Start of RECORD LIST

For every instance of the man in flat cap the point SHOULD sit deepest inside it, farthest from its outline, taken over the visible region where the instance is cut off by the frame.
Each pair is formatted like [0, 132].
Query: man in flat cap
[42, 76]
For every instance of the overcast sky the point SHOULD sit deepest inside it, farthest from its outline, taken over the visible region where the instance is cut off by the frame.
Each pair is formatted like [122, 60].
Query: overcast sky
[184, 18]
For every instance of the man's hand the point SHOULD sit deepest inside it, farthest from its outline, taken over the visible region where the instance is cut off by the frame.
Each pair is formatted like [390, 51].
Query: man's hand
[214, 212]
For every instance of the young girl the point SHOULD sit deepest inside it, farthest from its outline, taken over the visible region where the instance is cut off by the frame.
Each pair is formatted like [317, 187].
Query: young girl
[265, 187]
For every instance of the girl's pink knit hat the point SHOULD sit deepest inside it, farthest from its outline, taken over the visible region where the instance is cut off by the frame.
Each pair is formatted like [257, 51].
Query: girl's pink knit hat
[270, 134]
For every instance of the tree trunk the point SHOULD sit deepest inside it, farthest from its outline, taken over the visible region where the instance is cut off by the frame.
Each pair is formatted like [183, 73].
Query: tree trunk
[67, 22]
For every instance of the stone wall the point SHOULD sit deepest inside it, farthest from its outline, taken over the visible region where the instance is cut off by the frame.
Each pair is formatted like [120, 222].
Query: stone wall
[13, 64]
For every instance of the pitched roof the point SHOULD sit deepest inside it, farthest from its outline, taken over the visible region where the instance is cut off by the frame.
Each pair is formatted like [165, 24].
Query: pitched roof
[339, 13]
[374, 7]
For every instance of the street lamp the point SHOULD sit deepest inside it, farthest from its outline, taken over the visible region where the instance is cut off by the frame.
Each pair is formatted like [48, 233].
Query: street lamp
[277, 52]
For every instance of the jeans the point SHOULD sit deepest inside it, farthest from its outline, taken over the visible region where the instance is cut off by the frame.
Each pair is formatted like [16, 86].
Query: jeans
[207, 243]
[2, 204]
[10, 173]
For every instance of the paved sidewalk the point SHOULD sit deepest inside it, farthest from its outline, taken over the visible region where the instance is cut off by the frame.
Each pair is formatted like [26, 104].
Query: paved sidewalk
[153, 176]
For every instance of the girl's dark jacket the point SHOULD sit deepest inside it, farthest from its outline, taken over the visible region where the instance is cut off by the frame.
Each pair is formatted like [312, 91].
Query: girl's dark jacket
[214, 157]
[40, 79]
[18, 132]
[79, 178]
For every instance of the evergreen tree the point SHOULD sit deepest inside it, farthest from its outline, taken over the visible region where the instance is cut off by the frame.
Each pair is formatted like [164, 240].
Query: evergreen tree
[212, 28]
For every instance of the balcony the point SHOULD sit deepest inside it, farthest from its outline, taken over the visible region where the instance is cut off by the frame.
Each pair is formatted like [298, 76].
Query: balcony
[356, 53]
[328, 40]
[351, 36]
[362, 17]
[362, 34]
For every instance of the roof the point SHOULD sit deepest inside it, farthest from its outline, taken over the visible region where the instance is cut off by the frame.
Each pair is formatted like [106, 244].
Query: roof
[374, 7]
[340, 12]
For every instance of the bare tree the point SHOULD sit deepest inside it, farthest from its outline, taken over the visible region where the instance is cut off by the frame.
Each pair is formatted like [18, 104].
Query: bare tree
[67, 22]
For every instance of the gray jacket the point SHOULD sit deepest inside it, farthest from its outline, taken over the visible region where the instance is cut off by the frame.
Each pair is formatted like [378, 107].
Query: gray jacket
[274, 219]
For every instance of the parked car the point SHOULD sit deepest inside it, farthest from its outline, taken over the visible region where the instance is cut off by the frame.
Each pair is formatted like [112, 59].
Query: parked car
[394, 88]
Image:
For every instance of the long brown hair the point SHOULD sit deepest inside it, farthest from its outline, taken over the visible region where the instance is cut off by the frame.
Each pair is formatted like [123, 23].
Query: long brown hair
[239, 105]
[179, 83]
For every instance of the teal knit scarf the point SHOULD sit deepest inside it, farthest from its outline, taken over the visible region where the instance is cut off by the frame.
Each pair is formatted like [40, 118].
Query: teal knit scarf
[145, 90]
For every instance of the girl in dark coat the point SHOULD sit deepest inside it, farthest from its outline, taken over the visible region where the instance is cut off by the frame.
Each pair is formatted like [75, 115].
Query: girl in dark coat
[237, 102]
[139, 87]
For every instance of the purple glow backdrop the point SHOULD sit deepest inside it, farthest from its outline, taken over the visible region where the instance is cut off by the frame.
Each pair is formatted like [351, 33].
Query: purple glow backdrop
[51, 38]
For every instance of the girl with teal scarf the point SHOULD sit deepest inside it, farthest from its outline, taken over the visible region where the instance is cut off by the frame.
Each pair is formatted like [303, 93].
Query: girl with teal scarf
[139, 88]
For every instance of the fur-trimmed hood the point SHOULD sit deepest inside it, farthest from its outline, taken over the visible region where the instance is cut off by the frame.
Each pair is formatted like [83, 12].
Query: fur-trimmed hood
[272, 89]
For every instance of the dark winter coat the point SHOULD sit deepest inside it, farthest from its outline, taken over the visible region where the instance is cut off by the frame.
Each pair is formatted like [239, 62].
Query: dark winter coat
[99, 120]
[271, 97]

End of RECORD LIST

§ **EXERCISE DESCRIPTION**
Nothing should be left out: repeat all of the data exactly.

§ **FULL ANSWER**
For every instance of the man in flat cap the point SHOULD sit deepest inside it, farthest from its outline, taken over the visible region where the instance is cut off by the frame.
Each pair is formatted like [0, 132].
Query: man in flat cap
[42, 76]
For every instance of the overcast sky the point SHOULD sit deepest inside it, farthest from its outline, taken over the visible region where the instance is cut off by the frame.
Each pair is formatted like [122, 60].
Query: overcast sky
[184, 18]
For every instance of the man's hand the point SHOULD sit deepest inside it, farthest from its outline, taken over the visible region where the instance is cut off by the frame.
Each pair is formatted like [390, 51].
Query: man's hand
[214, 212]
For every instance of the young girl the point SHOULD sit deepest inside it, farthest from its outline, taken over the visible region where the instance is cut off by the frame.
Each pair is formatted like [317, 187].
Query: young girl
[265, 187]
For every instance of the girl's pink knit hat the point SHOULD sit deepest inside it, farthest from its outline, taken over the visible region where the instance is cut off by the frame.
Each pair is formatted like [257, 51].
Query: girl's pink knit hat
[270, 134]
For every instance of the tree trunk the point SHOULD sit deepest inside it, farthest from its outline, taken over the visible region where the instance is cut off by the frame.
Each pair is formatted like [183, 73].
Query: tree trunk
[67, 22]
For every instance of the stone wall the point SHOULD sit deepest inside it, farthest from its outline, taken over the visible region where the instance is cut off by the frame.
Each pair is formatted like [120, 222].
Query: stone wall
[13, 64]
For every instance of the pitched roof the point SHOULD sit deepest inside it, farthest from its outline, taken over the visible region where the instance is cut off by the frame.
Each pair is formatted like [165, 24].
Query: pitched roof
[339, 13]
[374, 7]
For every instance of the street lamp the point SHOULD sit deepest inside it, farthest from its outline, taken over the visible region where the instance is cut off by the frame.
Each pair is formatted like [48, 233].
Query: street lamp
[277, 52]
For every instance of the jeans the point SHOULD sit deepest inside it, farthest from its outline, taken over the visible region where the instance is cut off by the frame.
Each pair is formatted like [16, 86].
Query: jeans
[207, 243]
[2, 204]
[10, 173]
For every instance of the paved sidewalk the point SHOULD sit deepest inside it, farthest from its outline, taken over the visible region where the instance is cut off by the frame.
Each pair is formatted like [26, 104].
Query: paved sidewalk
[153, 176]
For every instance of the girl's dark jacket the point SHOULD sit deepest inside it, farthest from its outline, taken over the visible region where the instance is cut off by the frame.
Each pair is formatted like [312, 91].
Query: girl's dark jacket
[214, 157]
[40, 79]
[18, 132]
[79, 178]
For every instance of the evergreen tree the point SHOULD sit deepest inside it, farthest from its outline, taken over the visible region where the instance is cut off by the frame.
Each pair is formatted like [164, 240].
Query: evergreen tree
[212, 28]
For every instance of the balcony the point SHOULD sit deepest inside it, farthest from its outline, taken over the visible region where the instance is cut off by the frame.
Each pair is formatted like [298, 76].
Query: balcony
[356, 53]
[328, 40]
[351, 36]
[362, 17]
[362, 34]
For every instance of the roof the point SHOULD sit deepest inside it, farthest from its outline, taken over the visible region where the instance is cut off by the frame.
Each pair is formatted like [106, 244].
Query: roof
[374, 7]
[340, 12]
For every instance of the bare tree the point SHOULD sit deepest inside it, farthest from its outline, taken over the visible region where the instance is cut off by the frame.
Each pair is formatted like [18, 104].
Query: bare tree
[67, 22]
For every instance of the gray jacket the point SHOULD sit deepest inside it, farthest from its outline, taken over the visible region where the instance is cut off by the frame.
Each pair is formatted like [378, 107].
Query: gray jacket
[274, 219]
For every instance of the parked car the point SHOULD sit deepest inside it, farthest from its outline, taken over the visible region where the instance is cut off by the frame.
Each pair is formatted like [112, 59].
Query: parked car
[394, 88]
Image:
For every instance of the long brown hair the point SHOULD sit deepest inside it, farthest from its outline, taken over the visible region where the instance is cut off by the frame.
Each pair is formatted like [123, 23].
Query: long brown hair
[239, 105]
[179, 83]
For every instance of the teal knit scarf the point SHOULD sit deepest inside it, farthest from its outline, taken over the visible region where the instance is cut off by the frame.
Each pair is formatted like [40, 118].
Query: teal knit scarf
[145, 90]
For every instance of the girl in dark coat the point SHOULD sit deepest inside it, farthest from its outline, taken over the visible region where the instance is cut off by the frame.
Each pair is formatted like [75, 115].
Query: girl in dark coat
[237, 102]
[139, 87]
For every instance of the purple glow backdrop the point SHOULD sit deepest inside it, farthest from its outline, taken over the visible region where the instance is cut off by the frame.
Each pair is formatted like [351, 33].
Query: purple glow backdrop
[51, 38]
For every instance of the girl with teal scarf the point SHOULD sit deepest inside it, farthest from its outline, taken over the visible region where the instance is cut off by the frame.
Each pair is formatted like [303, 93].
Query: girl with teal scarf
[139, 88]
For every instance of the fur-trimmed hood the point SHOULD sit deepest inside it, farthest from its outline, taken over the visible region where the instance is cut off by the frame.
Each pair is formatted like [83, 12].
Query: fur-trimmed hood
[272, 89]
For every instance of the dark winter coat the point SHOULD sit deepest inside it, farthest from its outline, taken over the visible region where the instance is cut off by the frame.
Each pair is formatted like [239, 62].
Query: dark winter coat
[99, 120]
[271, 97]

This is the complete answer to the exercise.